_What is needed:_ From the project plan excerpt, output the passage between "Build Backend API" and "(email, SMS, push)", inclusive, copied word for word.

_Excerpt:_
Phase 3: Application (Weeks 9-12)

Build Backend API Service
Build Web Frontend (Next.js dashboard)
Implement live video playback (HLS)
Event timeline and search
Alert management UI
Face search by similarity

Phase 4: Operations (Weeks 13-16)

Notification Service (email, SMS, push)
Training Service + model retraining pipeline
Monitoring stack (Prometheus, Grafana, Loki)
Security hardening and penetration testing
Performance optimization and load testing
Documentation and operator training

13. Appendices

Appendix A: DVR RTSP URL Format

# CP PLUS ORANGE Series RTSP URL format
rtsp://<username>:<password>@<dvr_ip>:554/user=<username>&password=<password>&channel=<1-8>&stream=<0|1>.sdp?

# stream=0: Main stream (higher quality)
# stream=1: Sub stream (lower quality)

# Example:
rtsp://admin:password@192.168.29.200:554/user=admin&password=password&channel=1&stream=0.sdp?

# FFmpeg test command:
ffmpeg -i "rtsp://192.168.29.200:554/user=admin&password=&channel=1&stream=0.sdp?" \
       -c copy -f segment -segment_time 10 -reset_timestamps 1 \
       /recordings/ch1/%Y%m%d_%H%M%S.mkv

Appendix B: WireGuard Full Configuration

# === CLOUD SERVER (AWS EC2) ===
# /etc/wireguard/wg0-cloud.conf

[Interface]
PrivateKey = <cloud-private-key>
Address = 10.200.0.1/24
ListenPort = 51820
PostUp = iptables -A FORWARD -i wg0 -j ACCEPT; \
         iptables -t nat -A POSTROUTING -o eth0 -j MASQUERADE; \
         iptables -A FORWARD -p tcp --dport 5432 -j DROP; \
         iptables -A FORWARD -p tcp --dport 6379 -j DROP
PostDown = iptables -D FORWARD -i wg0 -j ACCEPT; \
           iptables -t nat -D POSTROUTING -o eth0 -j MASQUERADE
DNS = 10.100.0.2

[Peer]
# Edge Gateway - Site 1
PublicKey = <edge1-public-key>
PresharedKey = <preshared-key-1>
AllowedIPs = 10.200.0.2/32, 192.168.29.0/24
PersistentKeepalive = 25

# === EDGE GATEWAY (Intel NUC) ===
# /etc/wireguard/wg0-edge.conf

[Interface]
PrivateKey = <edge-private-key>
Address = 10.200.0.2/32
DNS = 10.100.0.2
PostUp = iptables -A FORWARD -i wg0 -j ACCEPT; \
         iptables -t nat -A POSTROUTING -o eth0 -j MASQUERADE
PostDown = iptables -D FORWARD -i wg0 -j ACCEPT; \
           iptables -t nat -D POSTROUTING -o eth0 -j MASQUERADE

[Peer]
# Cloud Server
PublicKey = <cloud-public-key>
PresharedKey = <preshared-key-1>
AllowedIPs = 10.100.0.0/16, 10.200.0.0/24
Endpoint = <cloud-public-ip>:51820
PersistentKeepalive = 25

Appendix C: FFmpeg Stream Processing Command

#!/bin/bash
# Edge Gateway stream processing pipeline

CAMERA_ID=$1
CHANNEL=$2
DVR_IP="192.168.29.200"

_Extracted data entries:_
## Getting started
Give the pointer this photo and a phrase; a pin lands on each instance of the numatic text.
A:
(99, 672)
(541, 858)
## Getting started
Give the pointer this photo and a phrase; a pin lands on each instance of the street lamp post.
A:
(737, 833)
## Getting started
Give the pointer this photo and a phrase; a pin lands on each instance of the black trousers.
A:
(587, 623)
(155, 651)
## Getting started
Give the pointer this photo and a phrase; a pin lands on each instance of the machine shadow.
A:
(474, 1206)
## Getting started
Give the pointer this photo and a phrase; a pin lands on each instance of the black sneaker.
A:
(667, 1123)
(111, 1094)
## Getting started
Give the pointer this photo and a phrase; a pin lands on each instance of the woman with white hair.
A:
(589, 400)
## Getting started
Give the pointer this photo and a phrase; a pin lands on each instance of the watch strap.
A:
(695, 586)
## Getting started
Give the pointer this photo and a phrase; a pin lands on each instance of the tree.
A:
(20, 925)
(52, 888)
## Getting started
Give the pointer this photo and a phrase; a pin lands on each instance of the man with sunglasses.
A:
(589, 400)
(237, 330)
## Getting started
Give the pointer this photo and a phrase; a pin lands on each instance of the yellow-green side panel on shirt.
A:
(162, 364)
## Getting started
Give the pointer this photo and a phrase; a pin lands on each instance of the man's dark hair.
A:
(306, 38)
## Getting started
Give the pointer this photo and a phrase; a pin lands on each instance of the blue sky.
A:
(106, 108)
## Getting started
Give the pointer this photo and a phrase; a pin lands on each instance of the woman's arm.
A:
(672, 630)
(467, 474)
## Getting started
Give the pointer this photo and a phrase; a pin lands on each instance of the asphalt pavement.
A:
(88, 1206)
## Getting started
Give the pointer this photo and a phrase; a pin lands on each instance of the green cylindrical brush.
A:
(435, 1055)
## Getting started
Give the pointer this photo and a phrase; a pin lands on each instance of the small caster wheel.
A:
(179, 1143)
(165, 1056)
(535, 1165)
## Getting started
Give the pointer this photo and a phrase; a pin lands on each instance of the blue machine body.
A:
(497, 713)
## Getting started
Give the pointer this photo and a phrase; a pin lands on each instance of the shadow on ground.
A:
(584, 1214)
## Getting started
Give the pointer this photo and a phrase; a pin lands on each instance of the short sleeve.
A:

_Solved problem:_
Build Backend API Service
Build Web Frontend (Next.js dashboard)
Implement live video playback (HLS)
Event timeline and search
Alert management UI
Face search by similarity

Phase 4: Operations (Weeks 13-16)

Notification Service (email, SMS, push)